Entries drawn from a collection:
::::::

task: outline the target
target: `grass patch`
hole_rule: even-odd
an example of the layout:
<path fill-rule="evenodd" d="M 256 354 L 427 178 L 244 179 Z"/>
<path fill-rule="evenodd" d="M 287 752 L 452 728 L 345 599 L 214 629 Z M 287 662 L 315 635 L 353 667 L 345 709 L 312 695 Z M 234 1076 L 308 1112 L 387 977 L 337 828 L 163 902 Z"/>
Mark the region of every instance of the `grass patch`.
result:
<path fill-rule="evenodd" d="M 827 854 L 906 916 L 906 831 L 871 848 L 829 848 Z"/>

::::::

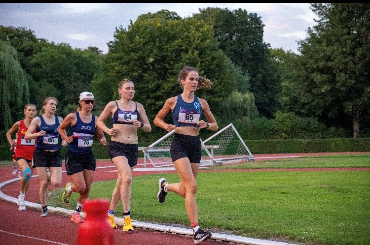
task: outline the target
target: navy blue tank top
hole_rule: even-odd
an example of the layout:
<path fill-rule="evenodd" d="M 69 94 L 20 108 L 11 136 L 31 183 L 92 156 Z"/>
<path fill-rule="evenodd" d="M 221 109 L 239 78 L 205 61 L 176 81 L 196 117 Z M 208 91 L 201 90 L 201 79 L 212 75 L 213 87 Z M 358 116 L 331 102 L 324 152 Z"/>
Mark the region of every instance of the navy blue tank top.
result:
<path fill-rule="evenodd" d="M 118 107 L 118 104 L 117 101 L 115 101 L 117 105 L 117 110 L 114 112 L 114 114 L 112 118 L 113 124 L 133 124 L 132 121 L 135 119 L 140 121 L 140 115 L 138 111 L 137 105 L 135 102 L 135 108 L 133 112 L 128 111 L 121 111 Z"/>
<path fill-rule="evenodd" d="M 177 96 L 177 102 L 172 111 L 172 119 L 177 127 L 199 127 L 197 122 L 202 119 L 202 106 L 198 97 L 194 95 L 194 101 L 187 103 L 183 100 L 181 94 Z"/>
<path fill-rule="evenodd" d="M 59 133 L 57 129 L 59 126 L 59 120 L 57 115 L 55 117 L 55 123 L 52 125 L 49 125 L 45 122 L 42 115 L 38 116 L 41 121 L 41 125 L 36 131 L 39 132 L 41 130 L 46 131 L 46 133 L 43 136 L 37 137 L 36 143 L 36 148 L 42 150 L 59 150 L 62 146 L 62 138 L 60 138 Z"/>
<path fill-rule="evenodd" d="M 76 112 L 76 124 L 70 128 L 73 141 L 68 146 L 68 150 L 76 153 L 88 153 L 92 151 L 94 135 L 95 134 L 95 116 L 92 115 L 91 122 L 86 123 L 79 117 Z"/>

::::::

== Prompt ==
Which lines of the entries above contain the word "instance"? Select and copy each of them, treating case as significant.

== Final answer ==
Mark the region of every instance of the `grass patch`.
Mark the region of every instance of the navy blue tank top.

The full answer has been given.